Work instructions: Retype all of the data. Every line must match exactly.

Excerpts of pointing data
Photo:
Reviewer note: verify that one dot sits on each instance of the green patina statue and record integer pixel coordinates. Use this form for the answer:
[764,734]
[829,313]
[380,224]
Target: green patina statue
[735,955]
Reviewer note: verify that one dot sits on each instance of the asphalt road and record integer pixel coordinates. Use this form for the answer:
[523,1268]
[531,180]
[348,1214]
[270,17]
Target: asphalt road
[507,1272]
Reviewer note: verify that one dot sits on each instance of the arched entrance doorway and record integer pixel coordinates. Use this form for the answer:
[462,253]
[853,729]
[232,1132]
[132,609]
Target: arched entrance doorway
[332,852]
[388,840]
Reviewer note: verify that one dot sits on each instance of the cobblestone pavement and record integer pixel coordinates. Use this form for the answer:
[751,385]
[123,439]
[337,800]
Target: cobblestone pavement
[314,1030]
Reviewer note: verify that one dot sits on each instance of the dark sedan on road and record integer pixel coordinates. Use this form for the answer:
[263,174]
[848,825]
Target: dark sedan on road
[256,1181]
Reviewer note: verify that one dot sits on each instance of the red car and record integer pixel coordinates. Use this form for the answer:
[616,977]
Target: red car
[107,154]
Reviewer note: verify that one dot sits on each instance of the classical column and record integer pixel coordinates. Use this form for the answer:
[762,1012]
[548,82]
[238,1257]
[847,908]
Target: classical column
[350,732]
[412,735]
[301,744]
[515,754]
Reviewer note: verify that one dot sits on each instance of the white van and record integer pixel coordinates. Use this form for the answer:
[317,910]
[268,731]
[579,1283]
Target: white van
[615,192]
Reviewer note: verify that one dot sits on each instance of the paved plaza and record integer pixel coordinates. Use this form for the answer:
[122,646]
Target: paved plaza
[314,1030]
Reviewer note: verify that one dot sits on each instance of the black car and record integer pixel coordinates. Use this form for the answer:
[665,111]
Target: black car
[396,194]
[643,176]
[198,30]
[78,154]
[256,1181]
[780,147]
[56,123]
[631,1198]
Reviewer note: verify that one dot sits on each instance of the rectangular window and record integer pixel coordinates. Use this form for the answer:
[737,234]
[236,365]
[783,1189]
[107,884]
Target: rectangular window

Finished answer:
Photo:
Reviewer note: verify that one dot sits on each instance of the green patina statue and record integer pixel coordinates. Use this form for the answer:
[764,734]
[829,313]
[380,224]
Target: green patina statue
[735,955]
Reviewer note: verify that one dot sits on each instance of the asphalt road and record integer pixel coordinates. Use this form for the answer:
[523,1268]
[531,180]
[348,1214]
[270,17]
Target: asphalt road
[507,1272]
Reviewer note: verify that one dot sits on each instance of the arched entrance doorway and record integer pixel coordinates. Use this form for the answer:
[462,253]
[853,729]
[232,1132]
[132,609]
Target: arched entrance doorway
[332,852]
[388,840]
Reviewer note: verify that one dot sits on each instance of the cobblestone pavement and record integer pixel coordinates. Use this form for the answer:
[751,385]
[123,439]
[337,800]
Target: cobblestone pavement
[314,1030]
Reviewer note: verify that one dot sits on each instance of the dark sedan on road and record integer pixel coordinates. Use this form for the answer:
[263,174]
[848,825]
Target: dark sedan on road
[256,1181]
Reviewer note: verify that one dot sits on each instance of the red car and record integer pixel coordinates. Use this form for the answer:
[616,977]
Target: red car
[107,154]
Reviewer note: verify that one dot sits on each instance of the classical column and record integer pixel coordinates. Use this form for the answer:
[762,1012]
[548,82]
[238,1257]
[847,908]
Target: classical column
[350,732]
[412,735]
[301,744]
[515,754]
Reviewer note: verify that one dot sits on each instance of the white van and record integer pixel coordinates. Use this form for the answer:
[317,910]
[268,731]
[579,1283]
Target: white van
[615,192]
Reviewer note: verify that one dot sits on each instance of the paved plaza and record integer pixel coordinates. Use this form for the answer:
[122,646]
Target: paved plaza
[314,1030]
Reviewer note: verify that one dot sits on each instance of the black car and record integer pixel coordinates. Use this form for the answer:
[665,111]
Target: black car
[396,194]
[643,176]
[198,30]
[78,154]
[256,1181]
[780,147]
[56,123]
[631,1198]
Reviewer note: verify that one dot sits on each instance of the rectangular window and record integer pixel coordinates. Use this form for the answer:
[737,234]
[236,365]
[783,1189]
[107,884]
Target: rectangular window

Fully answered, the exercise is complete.